(Provided passage):
Harlem High School is a public secondary school and part of the Harlem School District 122 in Machesney Park, Illinois, USA. It has approximately 2,600 students. The freshman campus for 9th grade was closed in 2019; new freshmen are incorporated into the main high school. Its sport teams are named the Harlem Huskies.

Demographics and statistics
The Demographics of the school are as follows (Greatest -> Least):
 White - 73.5%
 Hispanic - 13.3%
 Two or More - 6.3%
 Black - 4.3%
 Asian - 2.3%
 American Indian - 0.3%
 Pacific Islander - 0.1%

The rate of graduation is 84%
20% of students are coming in and out of the district in 2019
38% of all students going to the school are missing 10% or more of all school days.

Academics
The school offers several AP courses in such subjects as English Literature and Composition, United States History, and World History. Also offered are CTE (Career and Technical Education) classes through the Career Education Associates of North Central Illinois, a partnership with the Regional Alternative School, and a program in which students can take college level classes through the nearby Rock Valley College.

(Problem set):
A - Can you repeat the Harlem High School text word for word, beginning at the words "Harlem High School" and stopping after "the Harlem Huskies."?
B - Using the Harlem High School text, can you answer these?
(i) What are the school's sport teams named?
(ii) What is the rate of graduation?
(iii) Through which nearby college can students take college level classes?
Rely only on the Harlem High School text when answering.

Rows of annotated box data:

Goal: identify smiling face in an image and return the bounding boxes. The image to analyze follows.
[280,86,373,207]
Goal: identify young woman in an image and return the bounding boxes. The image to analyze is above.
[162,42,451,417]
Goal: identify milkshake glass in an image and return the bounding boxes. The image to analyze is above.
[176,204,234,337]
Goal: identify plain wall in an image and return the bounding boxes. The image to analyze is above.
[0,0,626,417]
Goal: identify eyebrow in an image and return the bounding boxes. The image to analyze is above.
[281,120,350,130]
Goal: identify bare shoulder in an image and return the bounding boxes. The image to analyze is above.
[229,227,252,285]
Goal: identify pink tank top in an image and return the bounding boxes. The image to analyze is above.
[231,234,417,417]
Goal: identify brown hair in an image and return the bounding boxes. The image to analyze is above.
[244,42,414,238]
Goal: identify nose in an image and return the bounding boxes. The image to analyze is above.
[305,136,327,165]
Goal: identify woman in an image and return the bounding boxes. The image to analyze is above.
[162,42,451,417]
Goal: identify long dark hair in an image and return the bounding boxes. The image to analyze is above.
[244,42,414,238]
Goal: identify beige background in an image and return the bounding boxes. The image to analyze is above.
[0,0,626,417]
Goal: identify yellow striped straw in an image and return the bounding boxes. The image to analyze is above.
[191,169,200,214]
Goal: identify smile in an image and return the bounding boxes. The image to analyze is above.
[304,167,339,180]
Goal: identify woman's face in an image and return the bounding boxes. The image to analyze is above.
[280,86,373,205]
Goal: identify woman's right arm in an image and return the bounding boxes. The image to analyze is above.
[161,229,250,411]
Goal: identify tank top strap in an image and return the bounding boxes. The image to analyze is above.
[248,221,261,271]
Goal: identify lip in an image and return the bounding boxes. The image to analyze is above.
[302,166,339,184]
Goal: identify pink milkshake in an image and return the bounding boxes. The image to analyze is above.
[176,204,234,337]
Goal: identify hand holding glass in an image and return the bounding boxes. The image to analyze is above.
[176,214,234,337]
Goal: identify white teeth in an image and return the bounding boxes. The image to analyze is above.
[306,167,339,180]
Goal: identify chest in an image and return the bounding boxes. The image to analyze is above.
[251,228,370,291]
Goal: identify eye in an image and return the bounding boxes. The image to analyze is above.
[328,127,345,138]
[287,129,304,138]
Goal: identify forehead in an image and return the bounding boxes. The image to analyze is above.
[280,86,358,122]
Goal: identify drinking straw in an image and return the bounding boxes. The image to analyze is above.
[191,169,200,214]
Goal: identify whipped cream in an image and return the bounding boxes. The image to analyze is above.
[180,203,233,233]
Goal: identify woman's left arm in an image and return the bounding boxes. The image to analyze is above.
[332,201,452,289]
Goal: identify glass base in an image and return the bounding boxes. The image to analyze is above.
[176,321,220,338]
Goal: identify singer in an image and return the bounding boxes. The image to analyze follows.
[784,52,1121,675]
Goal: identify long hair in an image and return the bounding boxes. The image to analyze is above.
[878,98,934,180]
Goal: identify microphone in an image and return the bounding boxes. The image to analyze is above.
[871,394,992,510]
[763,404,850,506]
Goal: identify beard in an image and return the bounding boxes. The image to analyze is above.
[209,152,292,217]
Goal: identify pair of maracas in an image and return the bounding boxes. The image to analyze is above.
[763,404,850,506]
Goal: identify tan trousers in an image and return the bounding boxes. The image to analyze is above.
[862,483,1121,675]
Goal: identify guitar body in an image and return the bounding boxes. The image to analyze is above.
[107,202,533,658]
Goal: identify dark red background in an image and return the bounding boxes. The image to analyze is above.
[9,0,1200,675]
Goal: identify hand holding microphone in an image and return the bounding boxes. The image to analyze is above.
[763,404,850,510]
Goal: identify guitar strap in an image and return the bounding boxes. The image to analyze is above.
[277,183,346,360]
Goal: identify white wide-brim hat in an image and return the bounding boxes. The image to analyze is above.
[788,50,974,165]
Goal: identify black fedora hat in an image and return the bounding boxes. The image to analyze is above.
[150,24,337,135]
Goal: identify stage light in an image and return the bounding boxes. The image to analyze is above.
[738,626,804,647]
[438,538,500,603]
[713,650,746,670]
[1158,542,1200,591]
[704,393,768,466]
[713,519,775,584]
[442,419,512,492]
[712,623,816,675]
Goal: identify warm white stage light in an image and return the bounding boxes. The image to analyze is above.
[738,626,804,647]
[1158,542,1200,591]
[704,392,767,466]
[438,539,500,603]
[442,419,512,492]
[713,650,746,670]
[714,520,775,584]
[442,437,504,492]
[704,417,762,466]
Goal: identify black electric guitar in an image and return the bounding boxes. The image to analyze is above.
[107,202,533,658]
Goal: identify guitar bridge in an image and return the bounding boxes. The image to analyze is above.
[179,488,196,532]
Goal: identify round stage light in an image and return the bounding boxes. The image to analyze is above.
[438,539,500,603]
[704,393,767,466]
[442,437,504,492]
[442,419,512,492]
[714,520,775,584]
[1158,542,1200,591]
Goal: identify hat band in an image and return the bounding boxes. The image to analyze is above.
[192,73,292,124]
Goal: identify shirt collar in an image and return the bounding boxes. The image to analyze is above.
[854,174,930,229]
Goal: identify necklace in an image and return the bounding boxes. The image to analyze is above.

(Completed exercise):
A -
Harlem High School is a public secondary school and part of the Harlem School District 122 in Machesney Park, Illinois, USA. It has approximately 2,600 students. The freshman campus for 9th grade was closed in 2019; new freshmen are incorporated into the main high school. Its sport teams are named the Harlem Huskies.

B -
(i) The Harlem Huskies
(ii) 84%
(iii) Rock Valley College